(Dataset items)
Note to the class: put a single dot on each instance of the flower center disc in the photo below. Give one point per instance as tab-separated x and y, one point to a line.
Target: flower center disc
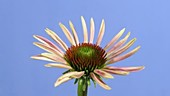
85	57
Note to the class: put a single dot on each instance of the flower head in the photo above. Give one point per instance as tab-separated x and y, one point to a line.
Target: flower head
86	59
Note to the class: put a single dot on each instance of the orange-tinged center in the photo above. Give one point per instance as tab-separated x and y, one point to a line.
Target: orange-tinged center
86	57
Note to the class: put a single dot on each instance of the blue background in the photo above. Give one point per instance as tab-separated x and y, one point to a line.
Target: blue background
148	20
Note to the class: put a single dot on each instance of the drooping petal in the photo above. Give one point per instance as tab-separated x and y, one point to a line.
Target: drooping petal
129	69
84	30
48	42
54	57
114	39
101	33
58	65
117	45
56	38
99	81
68	34
57	83
40	57
48	48
117	72
103	73
119	58
122	49
92	30
74	33
74	74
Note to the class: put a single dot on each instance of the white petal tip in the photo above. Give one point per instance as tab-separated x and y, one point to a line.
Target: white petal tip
47	65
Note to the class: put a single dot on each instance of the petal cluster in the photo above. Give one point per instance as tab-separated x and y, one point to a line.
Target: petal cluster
114	49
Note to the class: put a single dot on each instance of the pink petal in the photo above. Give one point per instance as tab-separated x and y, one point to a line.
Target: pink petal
117	45
103	73
40	57
99	81
48	42
119	58
101	33
56	38
74	74
58	65
129	69
92	30
117	72
74	33
84	30
47	48
122	49
57	83
68	34
54	57
114	39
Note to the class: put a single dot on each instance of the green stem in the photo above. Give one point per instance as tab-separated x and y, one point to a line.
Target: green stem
82	86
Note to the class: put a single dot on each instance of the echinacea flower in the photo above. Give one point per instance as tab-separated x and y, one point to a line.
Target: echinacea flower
86	61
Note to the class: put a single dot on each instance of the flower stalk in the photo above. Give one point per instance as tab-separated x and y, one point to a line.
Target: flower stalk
82	86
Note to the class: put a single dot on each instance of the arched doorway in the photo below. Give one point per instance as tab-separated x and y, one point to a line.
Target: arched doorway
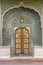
21	40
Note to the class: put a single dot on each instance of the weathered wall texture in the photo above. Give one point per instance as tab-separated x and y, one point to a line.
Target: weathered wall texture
34	21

▶ [Exercise description]: Take every record and copy it word for word, dropping the pictures.

▶ [Task output]:
Note to the class: put a single dot on each instance of the flower center disc in the photo below. Give one point per instance as tab-separated x and y, one point to a line.
Target: flower center disc
85	57
Note to the class: put a single dot on each instance of the flower head in the photo above. Give one point per instance as tab-separated x and y, one point to a line.
Target: flower head
86	59
Note to the class: put a single dot on each instance of the orange-tinged center in the photo above. Give one point per instance as tab-separated x and y, one point to a line.
Target: orange-tinged center
86	57
Note to the class: put a single dot on each instance of the blue background in the photo above. Give one point per instance as tab-separated x and y, one point to a line.
Target: blue background
148	20
Note to the class: put a single dot on each instance of the drooping petal in the photo above. Give one point per instance as tab-separated x and y, one point to a line.
Target: drooping petal
129	69
84	30
48	42
54	57
114	39
101	33
58	65
117	45
56	38
99	81
68	34
57	83
40	57
48	48
117	72
103	73
119	58
122	49
92	30
74	33
74	74
Note to the class: put a single dot on each instance of the white petal tip in the photo above. Give one point per instance as tab-separated x and y, one point to a line.
Target: white petal tip
47	65
Note to the class: put a single dot on each instance of the petal cluster in the photo above. Give one point per instance as tab-separated x and y, one point to a line.
Target: petal cluster
114	49
Note to the class: put a single dot on each instance of the pink petal in the photo above. Give one point per instance as tab-separated x and y, one point to a line.
Target: pink petal
117	45
103	73
40	57
99	81
48	42
119	58
101	33
56	38
74	74
58	65
129	69
92	30
117	72
74	33
84	30
47	48
122	49
57	83
68	34
54	57
114	39
Note to the class: put a single dot on each instance of the green stem in the photo above. Give one point per instance as tab-separated x and y, one point to a line.
Target: green stem
82	86
Note to the class: put a single dot on each instance of the echinacea flower in the photo above. Give one point per instance as tab-separated x and y, one point to a line.
Target: echinacea flower
86	61
Note to the class: put a single dot on each instance of the flower stalk in the photo above. Give one point per instance as tab-separated x and y, one point to a line.
Target: flower stalk
82	86
Note to the class: put a single dot on each instance of the arched doorway in the photo below. Give one point per instance as tab-separated x and y, one point to a line.
Target: arched doorway
21	40
Note to the class: put a single dot on each instance of the weathered wall texture in the photo above. Give one point per instance as tab-separated x and y, one point to a line.
Target: weathered wall texture
34	21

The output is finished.